*Given exercise 1:*
Answer these questions from the response to arguments:
(a) On what date were the applicants' arguments filed?
(b) Which independent claims do the applicants amend?
(c) According to the applicants, how does Subramanian et al. determine the identity of a speaker?

——

Response to Arguments
Applicants’ arguments filed 03 March 2021 have been considered but are moot in view of new grounds of rejection, necessitated by amendment.
Applicants amend independent claims 1, 10, and 19 to set forth new limitations, and present arguments traversing the prior rejection of these independent claims as being obvious under 35 U.S.C. §103 over Subramanian et al. (U.S. Patent Publication 2011/0184721) and Rangarajan Sridhar et al. (U.S. Patent Publication 2017/0372693).  Subramanian et al. and Rangarajan Sridhar et al. fail to disclose or teach the limitation of “identifying a person that utters the first plurality of spoken words based on metadata associated with the media”.  Applicants contend that Subramanian et al., at ¶[0050], discloses that the identity of the speaker may be determined from voice patterns in the communication, where voice analyzer 232 attempts to identify a speaker by comparing voice patterns in the conversation with voice patterns from identified speakers.  So, Applicants argue that Subramanian et al. only determines an identity of a speaker by comparing voice patterns, but does not identify a person based on ‘metadata associated with the media’, and contend that this is similarly not taught by Rangarajan Sridhar et al.

——

*Given exercise 2:* Show, copied in full, each row below that contains the word "road". Case counts.

——

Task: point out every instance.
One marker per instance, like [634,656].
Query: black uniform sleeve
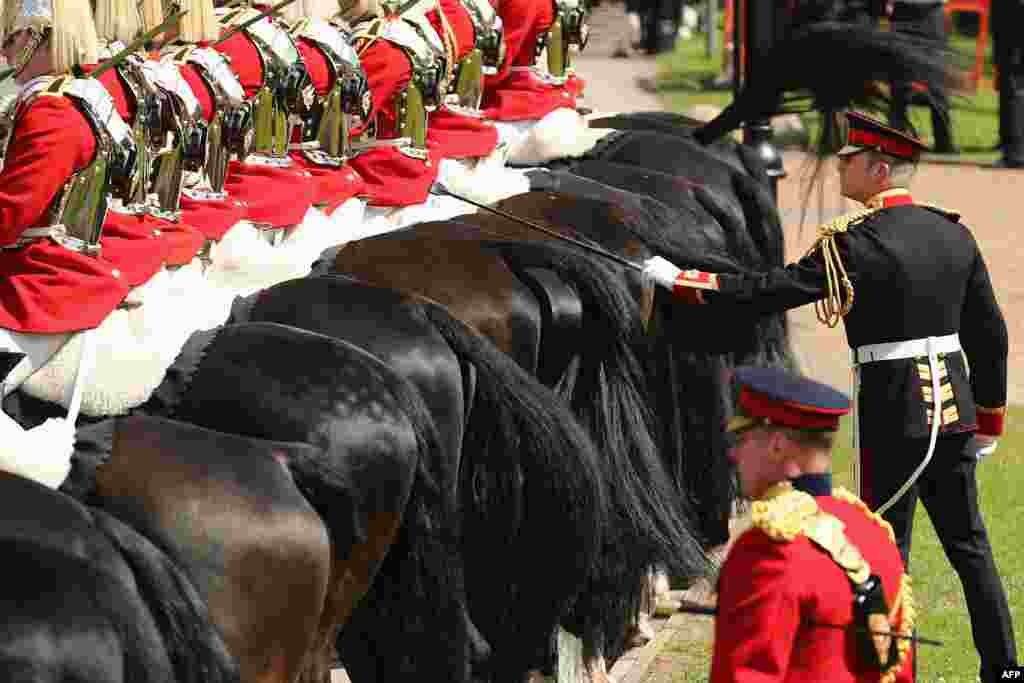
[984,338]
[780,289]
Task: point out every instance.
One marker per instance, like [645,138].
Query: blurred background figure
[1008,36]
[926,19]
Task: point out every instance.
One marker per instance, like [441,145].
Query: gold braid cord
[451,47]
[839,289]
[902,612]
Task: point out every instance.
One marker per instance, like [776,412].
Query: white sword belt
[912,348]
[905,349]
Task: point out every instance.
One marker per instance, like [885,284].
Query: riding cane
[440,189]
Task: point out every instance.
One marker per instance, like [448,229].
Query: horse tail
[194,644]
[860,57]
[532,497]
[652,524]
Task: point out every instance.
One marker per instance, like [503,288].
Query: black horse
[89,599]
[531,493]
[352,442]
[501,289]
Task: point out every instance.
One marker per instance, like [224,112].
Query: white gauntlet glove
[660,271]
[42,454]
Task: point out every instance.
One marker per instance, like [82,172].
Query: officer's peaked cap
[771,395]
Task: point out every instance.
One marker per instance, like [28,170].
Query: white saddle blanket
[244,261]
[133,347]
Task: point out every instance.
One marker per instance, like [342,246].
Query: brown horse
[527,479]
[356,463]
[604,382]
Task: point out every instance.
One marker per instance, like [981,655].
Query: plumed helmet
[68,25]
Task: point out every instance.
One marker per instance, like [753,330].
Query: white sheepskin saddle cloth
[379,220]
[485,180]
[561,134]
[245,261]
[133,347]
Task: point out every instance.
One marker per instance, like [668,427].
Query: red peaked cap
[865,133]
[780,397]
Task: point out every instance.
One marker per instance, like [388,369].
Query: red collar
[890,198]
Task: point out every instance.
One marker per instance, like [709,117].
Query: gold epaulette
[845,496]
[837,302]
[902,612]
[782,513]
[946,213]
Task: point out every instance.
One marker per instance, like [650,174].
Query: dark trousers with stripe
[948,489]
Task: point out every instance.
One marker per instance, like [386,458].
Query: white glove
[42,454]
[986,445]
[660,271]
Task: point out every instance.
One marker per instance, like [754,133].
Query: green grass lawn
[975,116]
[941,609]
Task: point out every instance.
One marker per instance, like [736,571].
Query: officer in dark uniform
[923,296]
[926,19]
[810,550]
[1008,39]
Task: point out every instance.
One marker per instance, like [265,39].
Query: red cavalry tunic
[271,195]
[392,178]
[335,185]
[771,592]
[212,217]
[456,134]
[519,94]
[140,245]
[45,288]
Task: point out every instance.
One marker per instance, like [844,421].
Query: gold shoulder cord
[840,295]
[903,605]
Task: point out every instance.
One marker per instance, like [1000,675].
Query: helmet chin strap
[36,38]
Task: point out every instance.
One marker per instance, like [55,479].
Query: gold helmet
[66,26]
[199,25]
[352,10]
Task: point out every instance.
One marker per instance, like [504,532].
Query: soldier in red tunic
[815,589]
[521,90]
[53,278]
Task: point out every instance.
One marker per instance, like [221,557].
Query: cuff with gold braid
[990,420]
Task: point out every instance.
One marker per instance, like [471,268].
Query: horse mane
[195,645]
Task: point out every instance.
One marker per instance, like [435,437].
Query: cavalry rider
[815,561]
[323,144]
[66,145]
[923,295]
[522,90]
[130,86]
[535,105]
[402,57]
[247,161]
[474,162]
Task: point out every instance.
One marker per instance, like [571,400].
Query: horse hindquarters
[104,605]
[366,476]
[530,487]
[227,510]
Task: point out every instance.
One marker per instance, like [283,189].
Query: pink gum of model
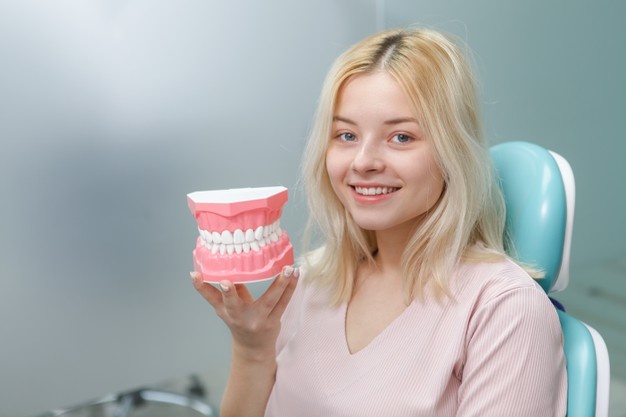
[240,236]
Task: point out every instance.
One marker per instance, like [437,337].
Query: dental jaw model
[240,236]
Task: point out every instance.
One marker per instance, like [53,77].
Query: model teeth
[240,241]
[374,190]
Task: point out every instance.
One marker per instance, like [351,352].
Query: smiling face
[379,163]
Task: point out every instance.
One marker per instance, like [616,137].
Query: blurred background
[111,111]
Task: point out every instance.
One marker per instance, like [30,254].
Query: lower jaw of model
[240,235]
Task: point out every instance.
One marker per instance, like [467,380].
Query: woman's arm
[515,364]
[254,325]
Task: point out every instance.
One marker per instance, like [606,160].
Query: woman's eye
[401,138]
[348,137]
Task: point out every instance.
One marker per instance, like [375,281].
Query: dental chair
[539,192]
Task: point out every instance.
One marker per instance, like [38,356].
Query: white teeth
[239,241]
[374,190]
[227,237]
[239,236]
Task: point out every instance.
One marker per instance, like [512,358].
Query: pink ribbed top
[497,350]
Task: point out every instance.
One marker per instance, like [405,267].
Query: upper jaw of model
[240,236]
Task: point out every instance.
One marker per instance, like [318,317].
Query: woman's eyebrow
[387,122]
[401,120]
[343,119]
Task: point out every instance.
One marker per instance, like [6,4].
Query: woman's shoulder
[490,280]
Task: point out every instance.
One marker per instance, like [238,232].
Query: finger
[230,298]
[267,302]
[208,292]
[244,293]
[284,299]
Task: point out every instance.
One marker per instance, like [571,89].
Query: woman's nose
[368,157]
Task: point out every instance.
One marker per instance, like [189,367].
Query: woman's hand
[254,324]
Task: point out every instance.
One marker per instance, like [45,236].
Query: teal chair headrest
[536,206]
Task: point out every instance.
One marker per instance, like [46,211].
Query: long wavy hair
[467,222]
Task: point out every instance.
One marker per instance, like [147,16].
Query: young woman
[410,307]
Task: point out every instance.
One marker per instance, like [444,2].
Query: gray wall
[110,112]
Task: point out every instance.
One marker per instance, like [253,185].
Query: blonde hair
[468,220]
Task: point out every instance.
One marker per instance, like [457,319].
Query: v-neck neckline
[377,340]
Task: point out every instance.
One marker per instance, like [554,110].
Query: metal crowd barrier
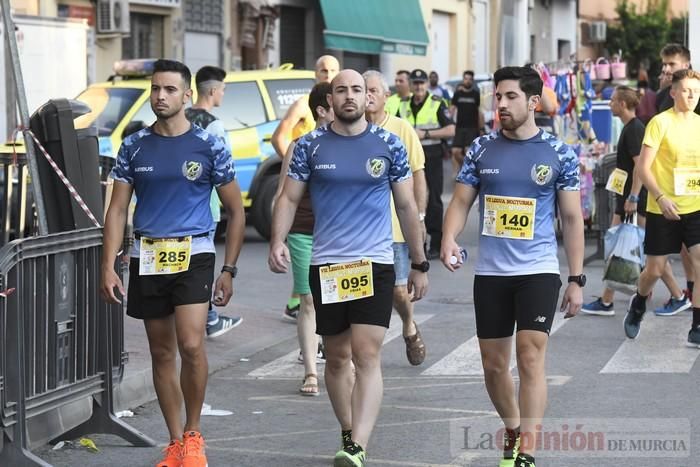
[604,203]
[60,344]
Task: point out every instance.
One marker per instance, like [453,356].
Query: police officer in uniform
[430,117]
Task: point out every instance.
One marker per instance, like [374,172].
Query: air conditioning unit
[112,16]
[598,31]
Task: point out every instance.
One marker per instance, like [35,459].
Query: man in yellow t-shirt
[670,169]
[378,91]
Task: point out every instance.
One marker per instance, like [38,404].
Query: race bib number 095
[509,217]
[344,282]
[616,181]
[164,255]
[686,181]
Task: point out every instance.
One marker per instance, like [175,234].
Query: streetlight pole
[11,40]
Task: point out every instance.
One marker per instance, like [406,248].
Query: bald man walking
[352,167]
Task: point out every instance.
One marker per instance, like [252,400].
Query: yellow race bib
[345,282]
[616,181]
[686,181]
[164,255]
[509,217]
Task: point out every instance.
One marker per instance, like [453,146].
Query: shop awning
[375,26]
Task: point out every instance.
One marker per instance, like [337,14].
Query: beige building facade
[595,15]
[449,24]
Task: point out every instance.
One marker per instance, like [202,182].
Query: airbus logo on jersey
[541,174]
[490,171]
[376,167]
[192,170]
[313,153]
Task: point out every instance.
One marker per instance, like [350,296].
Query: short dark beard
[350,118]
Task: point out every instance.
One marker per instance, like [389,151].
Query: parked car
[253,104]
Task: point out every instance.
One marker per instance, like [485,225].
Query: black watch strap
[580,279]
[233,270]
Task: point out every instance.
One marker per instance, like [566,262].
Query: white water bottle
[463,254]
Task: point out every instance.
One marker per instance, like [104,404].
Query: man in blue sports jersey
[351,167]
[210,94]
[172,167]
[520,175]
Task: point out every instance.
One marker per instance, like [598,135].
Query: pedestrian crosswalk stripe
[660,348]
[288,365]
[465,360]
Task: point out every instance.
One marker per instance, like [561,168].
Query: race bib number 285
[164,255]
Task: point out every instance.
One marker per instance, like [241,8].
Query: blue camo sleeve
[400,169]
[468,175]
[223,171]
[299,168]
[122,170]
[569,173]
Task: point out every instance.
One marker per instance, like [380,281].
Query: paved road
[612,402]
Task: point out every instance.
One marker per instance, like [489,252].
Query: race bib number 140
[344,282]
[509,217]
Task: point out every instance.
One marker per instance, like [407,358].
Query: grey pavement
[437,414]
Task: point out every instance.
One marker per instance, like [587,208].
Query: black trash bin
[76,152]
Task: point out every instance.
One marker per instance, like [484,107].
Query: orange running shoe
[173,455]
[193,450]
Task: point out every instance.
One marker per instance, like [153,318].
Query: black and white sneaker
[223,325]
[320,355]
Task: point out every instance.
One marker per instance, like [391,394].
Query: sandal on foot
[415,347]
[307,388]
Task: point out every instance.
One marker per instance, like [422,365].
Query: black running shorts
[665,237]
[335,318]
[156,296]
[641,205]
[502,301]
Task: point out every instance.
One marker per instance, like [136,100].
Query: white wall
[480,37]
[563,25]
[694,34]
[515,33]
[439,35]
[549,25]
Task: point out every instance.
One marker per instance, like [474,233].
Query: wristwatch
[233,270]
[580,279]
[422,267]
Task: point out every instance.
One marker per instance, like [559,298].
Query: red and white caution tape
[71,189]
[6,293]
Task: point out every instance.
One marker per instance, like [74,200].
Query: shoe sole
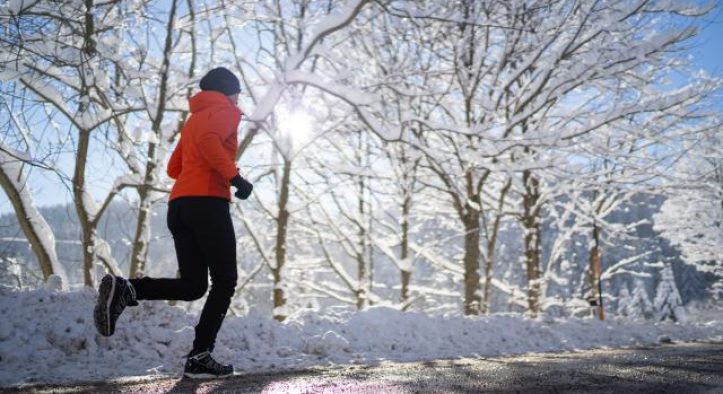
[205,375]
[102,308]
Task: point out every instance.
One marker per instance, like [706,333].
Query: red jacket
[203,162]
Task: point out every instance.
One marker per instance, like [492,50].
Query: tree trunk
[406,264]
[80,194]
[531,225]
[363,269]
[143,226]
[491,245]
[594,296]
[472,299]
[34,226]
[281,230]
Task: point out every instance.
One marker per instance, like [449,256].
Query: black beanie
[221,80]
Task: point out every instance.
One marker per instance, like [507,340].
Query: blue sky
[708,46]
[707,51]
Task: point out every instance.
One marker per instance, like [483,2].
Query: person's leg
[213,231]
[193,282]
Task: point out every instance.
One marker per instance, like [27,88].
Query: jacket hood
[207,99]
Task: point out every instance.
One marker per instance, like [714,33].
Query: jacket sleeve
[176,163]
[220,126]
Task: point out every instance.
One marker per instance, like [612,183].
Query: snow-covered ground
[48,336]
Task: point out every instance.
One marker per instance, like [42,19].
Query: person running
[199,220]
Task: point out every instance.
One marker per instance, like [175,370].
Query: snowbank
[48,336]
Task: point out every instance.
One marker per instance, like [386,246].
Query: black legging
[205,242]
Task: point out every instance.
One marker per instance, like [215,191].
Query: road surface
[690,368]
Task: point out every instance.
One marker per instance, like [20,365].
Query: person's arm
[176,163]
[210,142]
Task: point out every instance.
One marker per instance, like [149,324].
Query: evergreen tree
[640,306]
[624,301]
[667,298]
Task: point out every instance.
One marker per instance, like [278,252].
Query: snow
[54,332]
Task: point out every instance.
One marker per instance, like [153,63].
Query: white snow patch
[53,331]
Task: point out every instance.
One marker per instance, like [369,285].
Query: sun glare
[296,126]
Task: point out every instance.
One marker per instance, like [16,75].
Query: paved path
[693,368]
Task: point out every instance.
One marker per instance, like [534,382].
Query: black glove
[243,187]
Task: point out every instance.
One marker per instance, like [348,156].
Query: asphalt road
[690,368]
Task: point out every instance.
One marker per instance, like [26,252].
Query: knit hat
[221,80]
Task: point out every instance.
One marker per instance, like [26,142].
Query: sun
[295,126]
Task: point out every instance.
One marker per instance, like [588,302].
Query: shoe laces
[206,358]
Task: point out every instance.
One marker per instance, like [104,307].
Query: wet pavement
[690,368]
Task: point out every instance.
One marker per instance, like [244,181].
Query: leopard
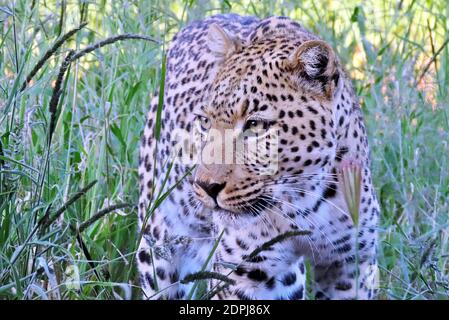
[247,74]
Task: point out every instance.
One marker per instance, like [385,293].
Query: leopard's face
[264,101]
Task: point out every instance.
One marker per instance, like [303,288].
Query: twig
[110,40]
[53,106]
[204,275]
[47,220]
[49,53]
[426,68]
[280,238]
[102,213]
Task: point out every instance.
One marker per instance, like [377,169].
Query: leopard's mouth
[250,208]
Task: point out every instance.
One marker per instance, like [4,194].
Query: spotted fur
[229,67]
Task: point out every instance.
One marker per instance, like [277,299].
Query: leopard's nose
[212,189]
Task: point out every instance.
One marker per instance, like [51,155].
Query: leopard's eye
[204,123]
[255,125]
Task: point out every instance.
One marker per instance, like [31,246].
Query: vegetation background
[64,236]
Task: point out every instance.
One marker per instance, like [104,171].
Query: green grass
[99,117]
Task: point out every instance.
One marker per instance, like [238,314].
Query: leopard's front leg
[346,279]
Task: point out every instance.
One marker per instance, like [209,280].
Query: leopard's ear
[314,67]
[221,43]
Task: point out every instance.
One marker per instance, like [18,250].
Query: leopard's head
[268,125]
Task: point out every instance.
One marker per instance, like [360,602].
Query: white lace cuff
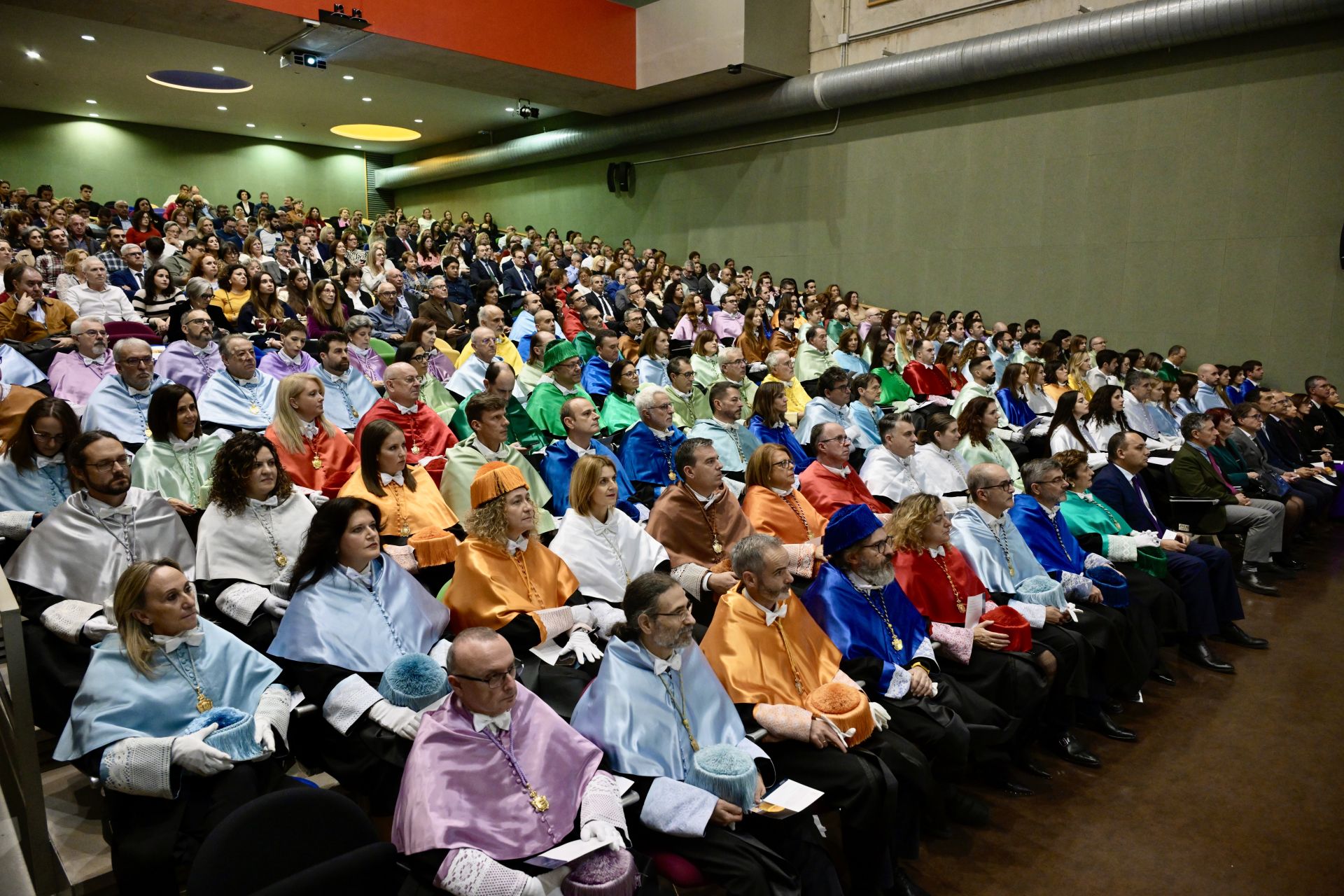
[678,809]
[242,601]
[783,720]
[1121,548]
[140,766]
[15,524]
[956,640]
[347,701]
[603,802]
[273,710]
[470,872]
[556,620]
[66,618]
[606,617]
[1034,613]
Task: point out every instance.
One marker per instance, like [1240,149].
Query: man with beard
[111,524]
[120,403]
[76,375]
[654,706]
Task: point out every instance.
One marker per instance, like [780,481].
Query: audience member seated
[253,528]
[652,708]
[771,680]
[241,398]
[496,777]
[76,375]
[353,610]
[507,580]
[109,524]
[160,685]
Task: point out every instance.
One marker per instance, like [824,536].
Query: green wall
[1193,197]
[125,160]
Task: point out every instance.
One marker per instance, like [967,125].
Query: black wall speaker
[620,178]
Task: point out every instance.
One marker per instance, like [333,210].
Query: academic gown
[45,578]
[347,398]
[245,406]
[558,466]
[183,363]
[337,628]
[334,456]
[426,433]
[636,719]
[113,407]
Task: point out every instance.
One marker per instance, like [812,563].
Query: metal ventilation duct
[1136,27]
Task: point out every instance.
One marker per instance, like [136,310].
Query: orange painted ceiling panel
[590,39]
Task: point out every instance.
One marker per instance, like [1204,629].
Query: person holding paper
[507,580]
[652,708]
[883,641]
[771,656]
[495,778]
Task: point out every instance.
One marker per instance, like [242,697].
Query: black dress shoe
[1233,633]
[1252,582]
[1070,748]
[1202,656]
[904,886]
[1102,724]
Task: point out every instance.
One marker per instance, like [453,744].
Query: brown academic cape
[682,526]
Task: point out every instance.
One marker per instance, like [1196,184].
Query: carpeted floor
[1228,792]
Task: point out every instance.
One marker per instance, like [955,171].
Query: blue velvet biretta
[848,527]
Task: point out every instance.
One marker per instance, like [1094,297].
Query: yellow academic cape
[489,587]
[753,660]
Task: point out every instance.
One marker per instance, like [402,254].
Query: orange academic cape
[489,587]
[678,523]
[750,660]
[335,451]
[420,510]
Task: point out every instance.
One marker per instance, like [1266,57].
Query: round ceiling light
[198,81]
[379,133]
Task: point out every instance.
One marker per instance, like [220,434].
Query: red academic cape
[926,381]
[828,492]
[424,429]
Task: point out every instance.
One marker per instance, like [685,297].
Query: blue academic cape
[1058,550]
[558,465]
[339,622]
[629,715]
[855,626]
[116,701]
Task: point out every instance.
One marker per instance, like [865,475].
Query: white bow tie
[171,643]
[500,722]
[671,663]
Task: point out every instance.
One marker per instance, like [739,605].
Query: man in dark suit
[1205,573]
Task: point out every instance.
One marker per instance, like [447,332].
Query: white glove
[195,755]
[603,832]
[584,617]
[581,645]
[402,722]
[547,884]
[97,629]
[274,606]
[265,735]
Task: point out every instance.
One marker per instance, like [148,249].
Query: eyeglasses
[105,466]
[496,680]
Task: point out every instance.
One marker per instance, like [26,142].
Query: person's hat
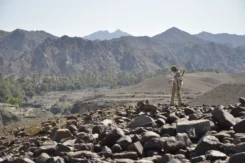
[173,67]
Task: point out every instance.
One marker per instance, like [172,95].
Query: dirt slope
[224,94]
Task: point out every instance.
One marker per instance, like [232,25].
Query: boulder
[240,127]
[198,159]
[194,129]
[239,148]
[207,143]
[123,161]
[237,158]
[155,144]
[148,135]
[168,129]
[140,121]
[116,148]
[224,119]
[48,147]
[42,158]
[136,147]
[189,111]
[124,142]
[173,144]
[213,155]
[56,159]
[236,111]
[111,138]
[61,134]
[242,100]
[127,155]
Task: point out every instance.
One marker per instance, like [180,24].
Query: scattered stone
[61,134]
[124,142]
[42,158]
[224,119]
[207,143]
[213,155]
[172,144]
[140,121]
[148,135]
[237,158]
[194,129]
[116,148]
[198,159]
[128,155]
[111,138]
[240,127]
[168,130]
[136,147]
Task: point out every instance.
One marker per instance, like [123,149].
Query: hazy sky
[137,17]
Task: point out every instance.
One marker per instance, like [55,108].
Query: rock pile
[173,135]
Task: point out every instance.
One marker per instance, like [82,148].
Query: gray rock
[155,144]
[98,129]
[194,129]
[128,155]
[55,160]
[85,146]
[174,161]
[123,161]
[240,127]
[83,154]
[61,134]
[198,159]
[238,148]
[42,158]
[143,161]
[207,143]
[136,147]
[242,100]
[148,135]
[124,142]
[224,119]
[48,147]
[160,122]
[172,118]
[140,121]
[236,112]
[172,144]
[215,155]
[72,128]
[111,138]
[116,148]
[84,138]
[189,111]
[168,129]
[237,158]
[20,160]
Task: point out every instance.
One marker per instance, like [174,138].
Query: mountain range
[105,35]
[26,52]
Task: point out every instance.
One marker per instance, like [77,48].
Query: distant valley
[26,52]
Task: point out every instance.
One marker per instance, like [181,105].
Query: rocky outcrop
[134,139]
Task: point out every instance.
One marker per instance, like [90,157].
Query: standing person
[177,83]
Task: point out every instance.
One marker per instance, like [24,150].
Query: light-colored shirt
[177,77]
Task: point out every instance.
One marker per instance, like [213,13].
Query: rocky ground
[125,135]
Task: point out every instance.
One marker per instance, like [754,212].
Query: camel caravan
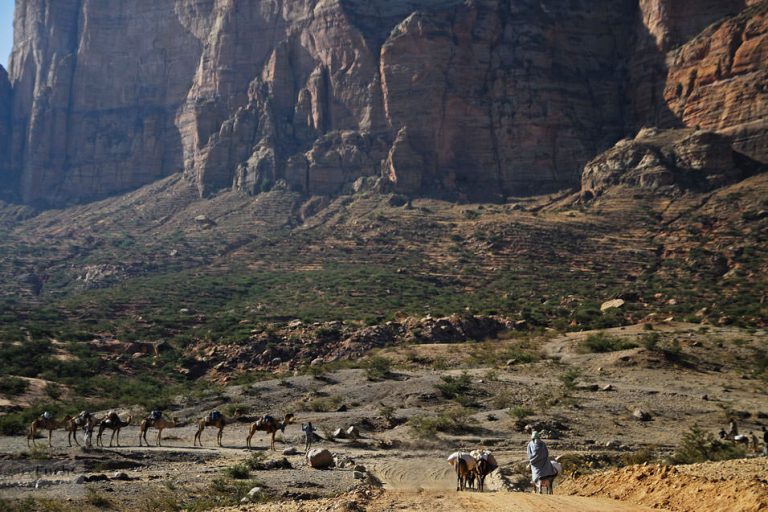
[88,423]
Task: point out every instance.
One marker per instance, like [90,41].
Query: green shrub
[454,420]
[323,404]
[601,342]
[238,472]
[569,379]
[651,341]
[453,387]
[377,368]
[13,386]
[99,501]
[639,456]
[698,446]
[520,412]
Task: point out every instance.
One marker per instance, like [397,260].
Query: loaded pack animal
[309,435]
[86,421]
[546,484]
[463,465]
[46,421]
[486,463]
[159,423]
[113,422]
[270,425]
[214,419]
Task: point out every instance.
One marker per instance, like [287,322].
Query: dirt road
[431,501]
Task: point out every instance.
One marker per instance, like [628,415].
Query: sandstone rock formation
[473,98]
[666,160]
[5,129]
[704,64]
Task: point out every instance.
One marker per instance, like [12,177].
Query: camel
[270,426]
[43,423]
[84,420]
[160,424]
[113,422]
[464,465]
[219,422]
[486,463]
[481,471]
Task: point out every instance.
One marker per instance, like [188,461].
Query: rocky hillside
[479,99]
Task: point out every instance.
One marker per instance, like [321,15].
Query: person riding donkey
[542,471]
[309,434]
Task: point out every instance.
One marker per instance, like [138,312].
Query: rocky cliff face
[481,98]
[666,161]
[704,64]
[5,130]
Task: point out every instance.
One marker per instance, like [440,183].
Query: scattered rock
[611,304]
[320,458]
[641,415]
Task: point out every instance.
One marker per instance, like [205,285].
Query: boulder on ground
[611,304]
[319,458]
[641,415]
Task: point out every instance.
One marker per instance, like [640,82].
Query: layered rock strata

——

*Solution 1:*
(a) 03 March 2021
(b) Claims 1, 10, and 19
(c) By comparing voice patterns: voice analyzer 232 compares voice patterns in the conversation with voice patterns from identified speakers.

*Solution 2:*
Query: paved road
Query: road surface
Query: asphalt road
Query: dirt road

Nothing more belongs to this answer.